_WRITTEN EXERCISE_: Copy out the lines below word for word, from the line with "Task: tag every instance of the yellow" to the line with "pixel 124 176", including both of those lines, and omit the pictures.

── INPUT RECORDS

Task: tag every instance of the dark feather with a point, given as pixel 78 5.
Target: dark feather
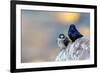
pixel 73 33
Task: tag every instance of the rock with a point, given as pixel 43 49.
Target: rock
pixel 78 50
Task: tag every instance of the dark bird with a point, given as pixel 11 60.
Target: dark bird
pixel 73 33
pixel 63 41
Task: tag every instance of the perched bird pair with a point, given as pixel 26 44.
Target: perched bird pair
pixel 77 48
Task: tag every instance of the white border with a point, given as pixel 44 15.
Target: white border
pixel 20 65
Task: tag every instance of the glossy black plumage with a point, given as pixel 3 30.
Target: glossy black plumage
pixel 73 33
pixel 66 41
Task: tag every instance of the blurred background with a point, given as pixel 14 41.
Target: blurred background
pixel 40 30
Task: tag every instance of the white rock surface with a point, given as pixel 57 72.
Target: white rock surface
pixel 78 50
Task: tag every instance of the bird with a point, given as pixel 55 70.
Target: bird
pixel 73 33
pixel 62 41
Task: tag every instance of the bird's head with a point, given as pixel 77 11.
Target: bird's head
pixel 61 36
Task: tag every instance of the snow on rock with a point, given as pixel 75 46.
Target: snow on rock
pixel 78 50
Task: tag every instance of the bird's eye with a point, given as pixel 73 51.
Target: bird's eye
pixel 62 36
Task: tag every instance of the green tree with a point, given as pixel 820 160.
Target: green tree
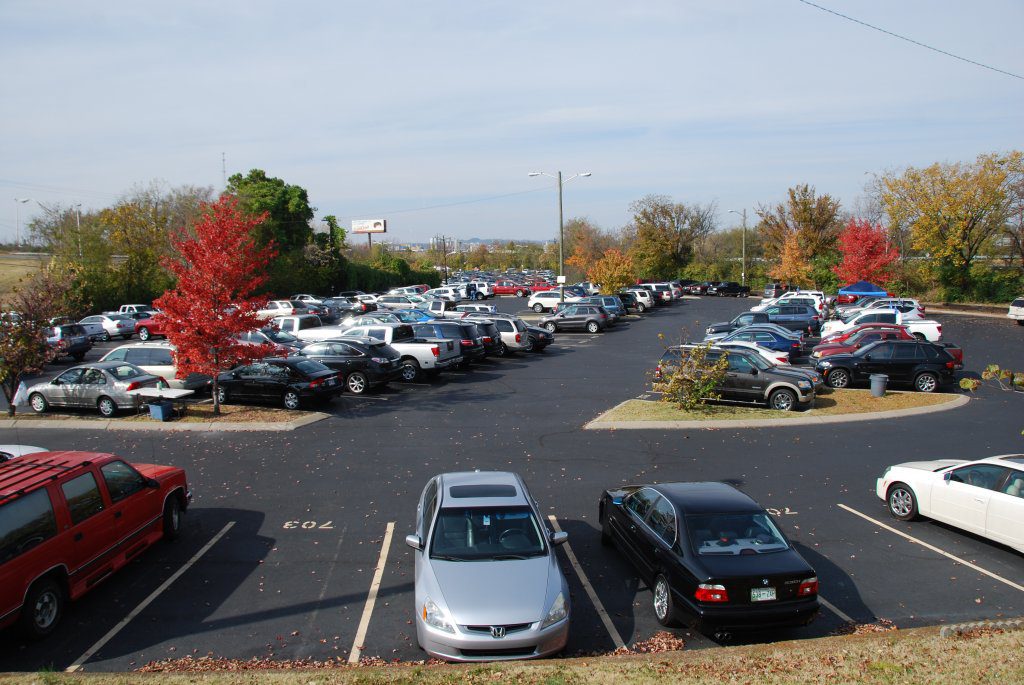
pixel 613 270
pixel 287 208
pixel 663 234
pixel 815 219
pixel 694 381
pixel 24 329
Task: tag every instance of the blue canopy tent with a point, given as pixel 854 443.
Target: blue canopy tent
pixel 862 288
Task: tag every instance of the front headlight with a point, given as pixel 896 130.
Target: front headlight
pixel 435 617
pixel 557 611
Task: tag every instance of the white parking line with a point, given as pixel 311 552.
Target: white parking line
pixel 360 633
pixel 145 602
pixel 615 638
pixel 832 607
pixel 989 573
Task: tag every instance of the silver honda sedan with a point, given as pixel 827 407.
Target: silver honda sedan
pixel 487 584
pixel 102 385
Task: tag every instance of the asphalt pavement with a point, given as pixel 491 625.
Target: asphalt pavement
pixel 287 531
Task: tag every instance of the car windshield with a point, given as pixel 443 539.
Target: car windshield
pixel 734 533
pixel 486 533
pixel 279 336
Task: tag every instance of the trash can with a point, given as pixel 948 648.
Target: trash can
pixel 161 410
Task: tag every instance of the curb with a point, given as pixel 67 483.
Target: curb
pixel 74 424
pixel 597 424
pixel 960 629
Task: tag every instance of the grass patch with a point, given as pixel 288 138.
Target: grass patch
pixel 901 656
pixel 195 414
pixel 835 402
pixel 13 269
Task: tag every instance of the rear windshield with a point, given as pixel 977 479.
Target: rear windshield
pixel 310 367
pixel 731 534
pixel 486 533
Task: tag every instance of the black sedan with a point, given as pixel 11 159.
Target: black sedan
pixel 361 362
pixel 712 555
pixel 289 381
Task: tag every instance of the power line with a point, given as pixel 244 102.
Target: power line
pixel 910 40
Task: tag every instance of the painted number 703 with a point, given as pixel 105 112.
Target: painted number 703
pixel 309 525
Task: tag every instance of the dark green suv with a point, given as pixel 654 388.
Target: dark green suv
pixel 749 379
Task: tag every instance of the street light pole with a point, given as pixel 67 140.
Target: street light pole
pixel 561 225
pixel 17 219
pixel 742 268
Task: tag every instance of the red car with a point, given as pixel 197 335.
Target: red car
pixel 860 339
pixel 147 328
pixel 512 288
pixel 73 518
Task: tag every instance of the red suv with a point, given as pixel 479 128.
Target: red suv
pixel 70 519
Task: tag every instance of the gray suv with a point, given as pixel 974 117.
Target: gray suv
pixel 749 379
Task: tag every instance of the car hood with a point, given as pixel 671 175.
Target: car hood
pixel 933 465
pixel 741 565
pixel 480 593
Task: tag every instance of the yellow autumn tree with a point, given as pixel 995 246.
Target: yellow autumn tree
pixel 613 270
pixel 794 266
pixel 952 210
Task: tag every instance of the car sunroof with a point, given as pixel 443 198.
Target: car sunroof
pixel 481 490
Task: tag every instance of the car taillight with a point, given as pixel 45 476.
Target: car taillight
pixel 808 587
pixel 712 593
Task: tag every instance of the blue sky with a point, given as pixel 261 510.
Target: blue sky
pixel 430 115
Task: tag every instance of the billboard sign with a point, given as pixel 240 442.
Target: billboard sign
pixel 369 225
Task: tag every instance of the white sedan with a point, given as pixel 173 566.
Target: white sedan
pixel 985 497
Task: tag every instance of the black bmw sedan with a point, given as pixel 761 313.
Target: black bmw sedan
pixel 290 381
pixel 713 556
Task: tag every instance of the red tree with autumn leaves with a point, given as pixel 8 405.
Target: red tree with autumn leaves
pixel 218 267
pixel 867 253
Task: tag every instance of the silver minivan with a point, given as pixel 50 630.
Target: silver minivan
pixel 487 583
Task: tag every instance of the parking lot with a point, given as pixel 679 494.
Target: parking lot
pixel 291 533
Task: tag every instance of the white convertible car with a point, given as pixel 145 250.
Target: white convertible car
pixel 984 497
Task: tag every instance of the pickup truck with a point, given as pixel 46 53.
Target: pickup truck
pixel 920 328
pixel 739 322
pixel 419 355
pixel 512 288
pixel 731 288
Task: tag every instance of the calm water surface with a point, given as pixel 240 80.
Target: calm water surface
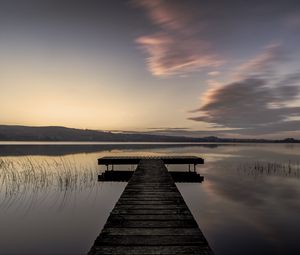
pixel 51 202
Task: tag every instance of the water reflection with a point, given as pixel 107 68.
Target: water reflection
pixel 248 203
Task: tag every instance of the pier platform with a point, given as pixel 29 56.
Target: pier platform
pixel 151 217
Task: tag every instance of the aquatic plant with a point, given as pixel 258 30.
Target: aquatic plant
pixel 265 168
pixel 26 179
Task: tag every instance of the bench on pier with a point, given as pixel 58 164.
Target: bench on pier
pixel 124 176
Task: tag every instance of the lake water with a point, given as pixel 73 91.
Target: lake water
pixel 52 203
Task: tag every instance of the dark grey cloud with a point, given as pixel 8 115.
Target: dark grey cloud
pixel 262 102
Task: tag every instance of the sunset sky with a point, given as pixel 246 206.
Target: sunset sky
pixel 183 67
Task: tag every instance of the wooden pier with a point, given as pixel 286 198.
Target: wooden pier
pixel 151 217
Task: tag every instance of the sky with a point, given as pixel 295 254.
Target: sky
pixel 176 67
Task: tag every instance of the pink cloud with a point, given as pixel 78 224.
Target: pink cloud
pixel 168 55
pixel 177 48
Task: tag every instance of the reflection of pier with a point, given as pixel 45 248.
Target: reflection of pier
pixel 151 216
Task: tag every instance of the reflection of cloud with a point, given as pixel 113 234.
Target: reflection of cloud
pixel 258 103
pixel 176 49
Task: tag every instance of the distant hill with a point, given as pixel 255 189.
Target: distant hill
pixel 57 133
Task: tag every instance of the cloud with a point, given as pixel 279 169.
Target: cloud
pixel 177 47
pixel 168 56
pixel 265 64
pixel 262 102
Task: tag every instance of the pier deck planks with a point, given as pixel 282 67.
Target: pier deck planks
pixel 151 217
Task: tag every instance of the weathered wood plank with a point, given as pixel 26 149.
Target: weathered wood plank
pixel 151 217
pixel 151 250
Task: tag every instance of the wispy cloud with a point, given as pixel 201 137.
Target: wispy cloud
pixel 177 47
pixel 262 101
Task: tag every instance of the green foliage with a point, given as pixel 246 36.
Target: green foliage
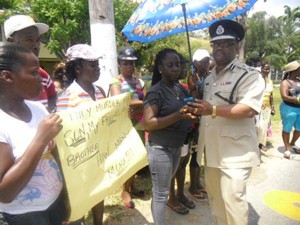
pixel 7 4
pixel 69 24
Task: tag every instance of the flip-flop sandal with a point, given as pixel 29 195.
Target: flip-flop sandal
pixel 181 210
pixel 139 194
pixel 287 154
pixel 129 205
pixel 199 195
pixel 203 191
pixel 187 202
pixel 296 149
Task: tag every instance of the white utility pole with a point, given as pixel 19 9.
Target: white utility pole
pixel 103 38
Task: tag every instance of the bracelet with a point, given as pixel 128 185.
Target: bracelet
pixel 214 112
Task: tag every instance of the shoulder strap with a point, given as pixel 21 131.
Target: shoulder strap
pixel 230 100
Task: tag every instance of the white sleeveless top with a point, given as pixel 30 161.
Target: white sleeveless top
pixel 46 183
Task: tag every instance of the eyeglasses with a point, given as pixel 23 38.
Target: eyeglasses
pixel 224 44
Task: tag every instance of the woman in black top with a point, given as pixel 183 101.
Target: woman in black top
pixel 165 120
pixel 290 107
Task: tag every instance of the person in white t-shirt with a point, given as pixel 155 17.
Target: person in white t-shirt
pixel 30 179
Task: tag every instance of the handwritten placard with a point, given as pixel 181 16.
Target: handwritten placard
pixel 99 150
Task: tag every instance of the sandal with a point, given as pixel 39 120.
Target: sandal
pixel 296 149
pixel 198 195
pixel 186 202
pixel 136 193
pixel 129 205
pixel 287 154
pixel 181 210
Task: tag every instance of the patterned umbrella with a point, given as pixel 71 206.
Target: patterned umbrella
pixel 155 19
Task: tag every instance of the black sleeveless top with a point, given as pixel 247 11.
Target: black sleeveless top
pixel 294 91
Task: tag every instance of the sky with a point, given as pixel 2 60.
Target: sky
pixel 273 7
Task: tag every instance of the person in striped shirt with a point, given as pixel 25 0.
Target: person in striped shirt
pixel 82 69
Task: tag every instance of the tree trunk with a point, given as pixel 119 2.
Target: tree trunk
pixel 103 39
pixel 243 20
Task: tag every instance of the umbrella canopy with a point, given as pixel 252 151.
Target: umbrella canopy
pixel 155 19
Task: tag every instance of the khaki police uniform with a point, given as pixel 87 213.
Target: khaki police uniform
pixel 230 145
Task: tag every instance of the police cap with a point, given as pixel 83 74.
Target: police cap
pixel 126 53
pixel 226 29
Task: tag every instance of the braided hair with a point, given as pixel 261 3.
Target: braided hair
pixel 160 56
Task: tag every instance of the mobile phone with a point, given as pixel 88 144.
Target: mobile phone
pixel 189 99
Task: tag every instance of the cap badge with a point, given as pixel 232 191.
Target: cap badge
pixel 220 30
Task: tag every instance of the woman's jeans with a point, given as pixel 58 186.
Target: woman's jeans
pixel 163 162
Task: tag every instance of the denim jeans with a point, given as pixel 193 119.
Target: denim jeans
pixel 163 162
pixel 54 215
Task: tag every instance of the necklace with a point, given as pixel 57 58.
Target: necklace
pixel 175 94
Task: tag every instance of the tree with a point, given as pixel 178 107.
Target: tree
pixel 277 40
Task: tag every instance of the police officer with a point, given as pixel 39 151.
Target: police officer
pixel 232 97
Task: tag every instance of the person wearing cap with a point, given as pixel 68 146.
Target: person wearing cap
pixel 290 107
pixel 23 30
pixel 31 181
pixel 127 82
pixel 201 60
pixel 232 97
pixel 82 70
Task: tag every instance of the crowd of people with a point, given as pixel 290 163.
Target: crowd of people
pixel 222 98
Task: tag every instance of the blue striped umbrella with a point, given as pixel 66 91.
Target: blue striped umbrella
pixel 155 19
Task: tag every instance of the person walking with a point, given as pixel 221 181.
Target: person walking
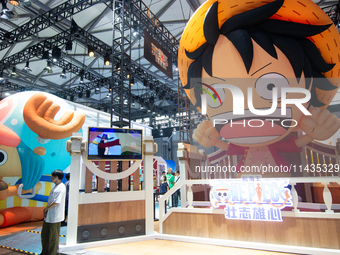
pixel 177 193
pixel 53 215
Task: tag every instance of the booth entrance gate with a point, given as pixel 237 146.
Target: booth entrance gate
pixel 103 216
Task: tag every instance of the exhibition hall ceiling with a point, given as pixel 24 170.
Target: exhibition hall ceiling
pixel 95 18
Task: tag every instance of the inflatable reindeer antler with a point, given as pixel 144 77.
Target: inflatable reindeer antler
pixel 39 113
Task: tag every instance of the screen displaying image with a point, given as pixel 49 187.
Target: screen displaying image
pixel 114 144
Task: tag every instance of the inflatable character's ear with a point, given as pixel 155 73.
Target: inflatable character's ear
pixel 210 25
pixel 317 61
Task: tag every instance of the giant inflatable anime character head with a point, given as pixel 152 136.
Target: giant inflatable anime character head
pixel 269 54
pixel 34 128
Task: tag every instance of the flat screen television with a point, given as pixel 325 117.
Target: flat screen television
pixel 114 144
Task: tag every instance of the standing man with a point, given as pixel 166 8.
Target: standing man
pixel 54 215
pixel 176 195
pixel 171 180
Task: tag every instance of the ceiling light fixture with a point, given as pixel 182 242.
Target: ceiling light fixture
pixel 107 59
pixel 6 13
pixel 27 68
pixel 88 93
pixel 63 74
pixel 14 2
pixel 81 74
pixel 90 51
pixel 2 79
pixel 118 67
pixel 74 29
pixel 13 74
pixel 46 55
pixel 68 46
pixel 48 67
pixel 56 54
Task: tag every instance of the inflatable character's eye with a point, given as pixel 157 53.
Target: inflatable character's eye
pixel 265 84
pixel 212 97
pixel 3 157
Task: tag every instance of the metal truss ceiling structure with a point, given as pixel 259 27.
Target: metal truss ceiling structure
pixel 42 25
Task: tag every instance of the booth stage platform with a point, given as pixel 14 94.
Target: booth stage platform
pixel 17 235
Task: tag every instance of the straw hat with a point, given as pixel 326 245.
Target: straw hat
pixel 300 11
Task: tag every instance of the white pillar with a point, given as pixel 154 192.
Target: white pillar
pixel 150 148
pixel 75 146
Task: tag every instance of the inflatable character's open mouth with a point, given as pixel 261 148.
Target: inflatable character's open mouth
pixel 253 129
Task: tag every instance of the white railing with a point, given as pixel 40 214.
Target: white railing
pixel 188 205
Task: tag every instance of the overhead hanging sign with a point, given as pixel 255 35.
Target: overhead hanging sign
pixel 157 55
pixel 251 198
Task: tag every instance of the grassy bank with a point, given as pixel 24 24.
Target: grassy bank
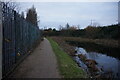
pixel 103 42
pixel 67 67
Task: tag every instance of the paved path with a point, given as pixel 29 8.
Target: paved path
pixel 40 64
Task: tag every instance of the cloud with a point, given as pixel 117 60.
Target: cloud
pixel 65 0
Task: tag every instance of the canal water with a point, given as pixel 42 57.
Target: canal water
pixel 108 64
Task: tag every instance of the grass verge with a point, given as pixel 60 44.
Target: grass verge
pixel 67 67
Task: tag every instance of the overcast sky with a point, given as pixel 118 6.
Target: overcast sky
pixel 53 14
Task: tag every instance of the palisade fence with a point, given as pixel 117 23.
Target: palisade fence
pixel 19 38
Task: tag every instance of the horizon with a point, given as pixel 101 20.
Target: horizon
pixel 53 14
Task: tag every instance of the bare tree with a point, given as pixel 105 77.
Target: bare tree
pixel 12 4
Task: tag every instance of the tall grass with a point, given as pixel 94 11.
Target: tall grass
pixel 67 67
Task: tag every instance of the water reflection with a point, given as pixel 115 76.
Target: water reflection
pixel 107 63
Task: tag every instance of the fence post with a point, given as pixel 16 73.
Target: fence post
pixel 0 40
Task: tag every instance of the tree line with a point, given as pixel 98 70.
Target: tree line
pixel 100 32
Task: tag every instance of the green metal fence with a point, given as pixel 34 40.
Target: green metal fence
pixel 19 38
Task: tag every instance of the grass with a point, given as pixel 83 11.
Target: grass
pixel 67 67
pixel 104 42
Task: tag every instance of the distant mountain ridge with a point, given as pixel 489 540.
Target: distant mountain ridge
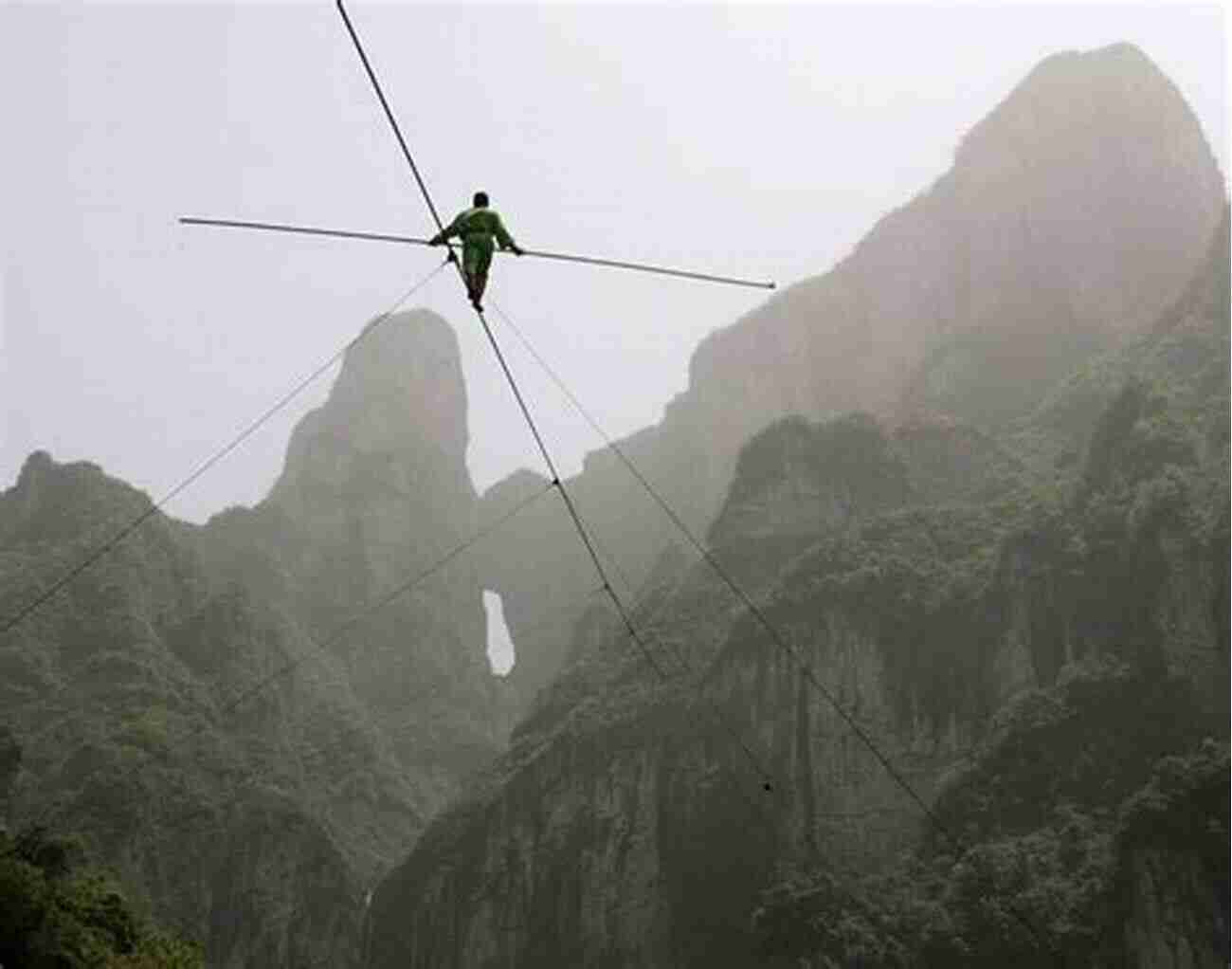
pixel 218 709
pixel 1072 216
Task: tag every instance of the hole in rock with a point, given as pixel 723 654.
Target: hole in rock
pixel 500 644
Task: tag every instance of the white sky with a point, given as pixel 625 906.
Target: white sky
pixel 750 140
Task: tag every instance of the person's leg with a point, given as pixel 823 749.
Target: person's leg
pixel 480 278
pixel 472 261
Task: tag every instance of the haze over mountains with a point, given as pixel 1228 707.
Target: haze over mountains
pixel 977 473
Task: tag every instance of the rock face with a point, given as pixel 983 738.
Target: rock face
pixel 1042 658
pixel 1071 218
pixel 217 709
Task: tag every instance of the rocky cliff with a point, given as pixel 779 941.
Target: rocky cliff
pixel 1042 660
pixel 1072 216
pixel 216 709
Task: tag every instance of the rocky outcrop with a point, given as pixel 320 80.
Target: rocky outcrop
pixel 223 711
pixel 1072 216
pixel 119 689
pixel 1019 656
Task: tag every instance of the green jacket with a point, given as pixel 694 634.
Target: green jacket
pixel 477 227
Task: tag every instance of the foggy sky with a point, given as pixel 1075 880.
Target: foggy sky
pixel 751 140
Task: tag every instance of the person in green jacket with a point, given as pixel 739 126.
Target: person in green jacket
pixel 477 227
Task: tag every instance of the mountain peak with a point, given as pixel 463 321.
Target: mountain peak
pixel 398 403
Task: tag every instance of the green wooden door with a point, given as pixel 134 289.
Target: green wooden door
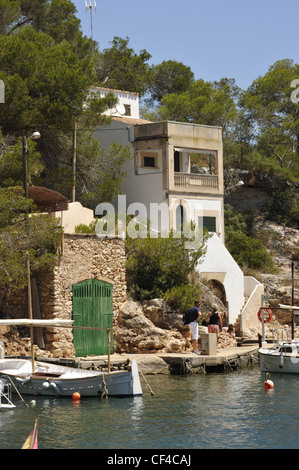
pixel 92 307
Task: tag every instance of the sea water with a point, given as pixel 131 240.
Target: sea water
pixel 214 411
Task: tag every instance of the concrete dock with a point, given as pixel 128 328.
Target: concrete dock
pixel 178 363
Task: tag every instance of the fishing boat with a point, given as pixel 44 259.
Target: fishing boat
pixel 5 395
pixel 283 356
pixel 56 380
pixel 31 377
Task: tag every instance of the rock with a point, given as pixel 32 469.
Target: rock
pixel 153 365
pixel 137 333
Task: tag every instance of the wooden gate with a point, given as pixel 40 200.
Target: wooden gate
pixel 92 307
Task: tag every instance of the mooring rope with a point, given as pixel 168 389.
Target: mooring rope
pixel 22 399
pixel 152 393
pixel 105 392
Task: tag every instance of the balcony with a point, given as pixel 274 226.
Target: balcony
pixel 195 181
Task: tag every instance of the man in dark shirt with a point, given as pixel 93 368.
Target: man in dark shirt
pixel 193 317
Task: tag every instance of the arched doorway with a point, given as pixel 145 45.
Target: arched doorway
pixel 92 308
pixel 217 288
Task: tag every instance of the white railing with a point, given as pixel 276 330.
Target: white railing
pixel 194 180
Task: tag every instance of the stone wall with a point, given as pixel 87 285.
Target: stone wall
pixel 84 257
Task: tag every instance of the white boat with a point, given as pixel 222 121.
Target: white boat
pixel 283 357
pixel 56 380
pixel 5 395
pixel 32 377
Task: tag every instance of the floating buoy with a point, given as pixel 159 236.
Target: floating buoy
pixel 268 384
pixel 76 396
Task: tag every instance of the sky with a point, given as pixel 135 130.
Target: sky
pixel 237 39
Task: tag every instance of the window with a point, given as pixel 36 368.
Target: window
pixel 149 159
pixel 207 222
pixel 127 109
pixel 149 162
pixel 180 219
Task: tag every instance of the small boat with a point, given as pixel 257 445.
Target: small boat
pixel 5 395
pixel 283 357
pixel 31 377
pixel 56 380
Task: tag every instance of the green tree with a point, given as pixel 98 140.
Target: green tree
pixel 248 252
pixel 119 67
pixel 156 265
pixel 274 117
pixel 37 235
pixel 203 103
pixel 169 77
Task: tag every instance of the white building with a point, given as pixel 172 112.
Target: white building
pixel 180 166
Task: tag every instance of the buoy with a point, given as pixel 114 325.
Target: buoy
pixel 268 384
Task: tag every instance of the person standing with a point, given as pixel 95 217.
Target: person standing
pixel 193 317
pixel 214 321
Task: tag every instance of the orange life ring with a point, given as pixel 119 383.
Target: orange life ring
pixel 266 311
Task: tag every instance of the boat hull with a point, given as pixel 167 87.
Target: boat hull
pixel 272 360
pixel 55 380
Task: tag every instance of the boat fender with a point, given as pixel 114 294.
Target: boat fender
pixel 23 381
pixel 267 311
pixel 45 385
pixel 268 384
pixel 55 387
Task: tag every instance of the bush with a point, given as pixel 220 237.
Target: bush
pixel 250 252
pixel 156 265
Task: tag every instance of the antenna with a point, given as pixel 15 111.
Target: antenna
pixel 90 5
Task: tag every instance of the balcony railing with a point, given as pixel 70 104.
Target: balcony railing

────

_IN RESPONSE_:
Task: tag every instance of the yellow autumn tree with a point, given as pixel 995 246.
Target: yellow autumn tree
pixel 613 270
pixel 794 266
pixel 952 210
Task: tag every instance of the car sunroof with a point, given as pixel 443 198.
Target: car sunroof
pixel 481 490
Task: tag every instance of the car taillight with a point, given as pixel 45 476.
Target: car taillight
pixel 808 587
pixel 712 593
Task: tag every instance of the blue sky with a point, given as pixel 261 510.
Target: blue sky
pixel 430 115
Task: tag every instance of the billboard sign with a point, given as pixel 240 442.
Target: billboard sign
pixel 369 225
Task: tag every instance of the white sedan with a point, given as pixel 173 566.
Target: white sedan
pixel 985 497
Task: tag every instance of the black bmw sedan with a point, given as pixel 761 313.
Target: black bmw sedan
pixel 290 381
pixel 713 556
Task: tag every instance of the red tree with autumn leaves with a point, given as pixel 8 405.
Target: red tree with autumn leaves
pixel 218 267
pixel 867 253
Task: tag every instance of the silver minivan with a point, given as pixel 50 630.
Target: silver minivan
pixel 487 583
Task: tag every instance of the parking lot with a point, given as pixel 679 494.
Target: parking lot
pixel 291 533
Task: tag every instance of the white convertible car with a point, given as pixel 145 250.
Target: white convertible car
pixel 984 497
Task: tag every instance of the pickup truck with a point, given as pixel 46 53.
Target: pickup truck
pixel 920 328
pixel 739 322
pixel 419 355
pixel 512 288
pixel 731 288
Task: tag every instance of the calm water surface with a point, given as pixel 240 80.
Target: calm water surface
pixel 51 202
Task: tag every instance of the water reflection with a point, given as pixel 107 68.
Target: water reflection
pixel 248 203
Task: tag every instance of the pier platform with a point, given as pixel 29 56.
Target: pier platform
pixel 151 217
Task: tag every instance of the aquatic plant with a point, given as pixel 258 30.
Target: aquatic plant
pixel 265 168
pixel 26 179
Task: tag every instance of the bench on pier with a point, given as pixel 58 164.
Target: bench on pier
pixel 124 176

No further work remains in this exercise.